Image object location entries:
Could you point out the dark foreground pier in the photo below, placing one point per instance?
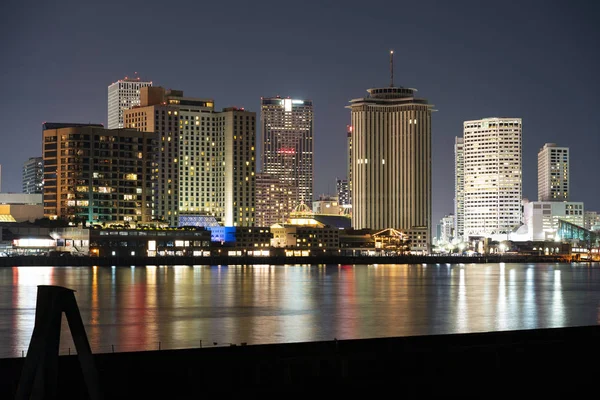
(558, 362)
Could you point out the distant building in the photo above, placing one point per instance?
(391, 163)
(459, 187)
(287, 145)
(553, 173)
(542, 218)
(98, 175)
(446, 234)
(492, 176)
(343, 192)
(591, 221)
(123, 95)
(327, 205)
(206, 158)
(21, 207)
(273, 200)
(33, 175)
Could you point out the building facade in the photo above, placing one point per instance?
(123, 95)
(287, 145)
(553, 173)
(492, 176)
(542, 218)
(591, 221)
(98, 175)
(33, 175)
(343, 192)
(206, 159)
(391, 161)
(459, 188)
(328, 205)
(273, 200)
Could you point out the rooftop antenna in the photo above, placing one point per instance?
(391, 68)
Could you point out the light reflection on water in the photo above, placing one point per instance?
(135, 308)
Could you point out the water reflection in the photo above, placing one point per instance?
(135, 308)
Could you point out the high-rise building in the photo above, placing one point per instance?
(591, 221)
(492, 176)
(459, 188)
(287, 145)
(446, 230)
(98, 175)
(273, 200)
(553, 173)
(542, 217)
(206, 159)
(391, 163)
(33, 175)
(123, 95)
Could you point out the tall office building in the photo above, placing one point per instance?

Instruction: Repeat everything from the line containing "Could you point out the light" down to the end of the material, both ends included.

Final result:
Could you point out the light reflection on water in the photo above, placing one point per instance?
(135, 308)
Could you point out the water reflection in the photo above, placing one point per instance?
(135, 308)
Could you point out the high-rise building in the photo above, placing one point per instance?
(591, 221)
(492, 176)
(459, 188)
(287, 145)
(446, 230)
(98, 175)
(273, 200)
(553, 173)
(542, 217)
(206, 159)
(391, 163)
(33, 175)
(123, 95)
Could you point out the tall office building in the photo above, placing one point per instance?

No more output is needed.